Items from a point labeling set
════

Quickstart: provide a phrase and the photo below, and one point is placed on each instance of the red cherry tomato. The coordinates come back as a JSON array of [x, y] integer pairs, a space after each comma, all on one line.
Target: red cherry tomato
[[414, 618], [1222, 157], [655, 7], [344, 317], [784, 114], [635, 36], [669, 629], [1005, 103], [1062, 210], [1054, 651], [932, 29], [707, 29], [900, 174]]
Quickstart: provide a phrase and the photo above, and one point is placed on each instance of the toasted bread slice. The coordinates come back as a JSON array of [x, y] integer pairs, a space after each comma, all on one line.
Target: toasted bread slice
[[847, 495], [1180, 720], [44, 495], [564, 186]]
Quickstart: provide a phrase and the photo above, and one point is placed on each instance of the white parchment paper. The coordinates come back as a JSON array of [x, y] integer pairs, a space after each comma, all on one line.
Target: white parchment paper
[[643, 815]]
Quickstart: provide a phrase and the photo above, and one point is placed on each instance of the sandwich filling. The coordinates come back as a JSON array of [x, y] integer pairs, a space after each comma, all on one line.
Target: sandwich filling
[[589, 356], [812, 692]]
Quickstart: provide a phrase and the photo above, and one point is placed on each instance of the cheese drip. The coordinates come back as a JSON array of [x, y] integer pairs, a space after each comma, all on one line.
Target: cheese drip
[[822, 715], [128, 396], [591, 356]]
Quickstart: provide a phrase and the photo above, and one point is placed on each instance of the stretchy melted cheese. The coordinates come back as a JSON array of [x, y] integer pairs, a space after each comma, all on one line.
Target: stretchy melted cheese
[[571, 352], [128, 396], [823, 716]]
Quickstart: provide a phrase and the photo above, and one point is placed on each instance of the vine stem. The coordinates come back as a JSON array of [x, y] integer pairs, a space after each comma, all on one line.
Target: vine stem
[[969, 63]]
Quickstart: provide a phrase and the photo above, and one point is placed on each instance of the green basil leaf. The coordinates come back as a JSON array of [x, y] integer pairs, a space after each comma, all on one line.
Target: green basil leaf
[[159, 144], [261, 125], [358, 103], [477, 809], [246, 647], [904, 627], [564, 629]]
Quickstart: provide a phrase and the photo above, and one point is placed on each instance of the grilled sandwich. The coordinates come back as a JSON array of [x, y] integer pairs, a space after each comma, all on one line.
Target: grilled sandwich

════

Reproduce, word for word, the stretch from the start of the items through the line containing "[[847, 495], [1180, 720], [44, 495], [564, 186]]", including that line.

Quickstart: provide a phrase and the photo below, and one point is placed on each instance of the red cherry tomato. The coordinates come back as a JSON array of [x, y] integer pairs, a space after each comma, all on one line.
Target: red cherry tomato
[[414, 618], [1222, 157], [655, 7], [344, 317], [784, 114], [635, 36], [669, 629], [1005, 103], [1062, 210], [1054, 651], [932, 29], [707, 29], [900, 174]]
Quickstart: provide a phrase and the photo above, and one point is placed on each instance of the toasted bread slice. The coordinates come back as a JSON array of [x, y] integer pairs, a space after each comma, all on one line.
Target: toasted bread slice
[[847, 495], [1180, 720], [44, 495], [564, 186]]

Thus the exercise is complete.